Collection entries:
*** Block opens ***
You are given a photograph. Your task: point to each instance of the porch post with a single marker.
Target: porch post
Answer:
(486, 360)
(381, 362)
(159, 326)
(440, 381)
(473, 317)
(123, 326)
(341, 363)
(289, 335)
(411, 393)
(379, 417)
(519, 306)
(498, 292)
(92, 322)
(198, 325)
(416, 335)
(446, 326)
*** Block closes ***
What is being asked
Each line of the data should be given back exactly.

Written response
You are given a photograph. Your task: point to each instance of the porch post with a single marker.
Target: porch post
Answer:
(486, 360)
(381, 362)
(159, 326)
(440, 381)
(473, 317)
(123, 326)
(341, 363)
(289, 335)
(411, 393)
(379, 417)
(519, 306)
(498, 292)
(92, 322)
(198, 325)
(416, 335)
(446, 326)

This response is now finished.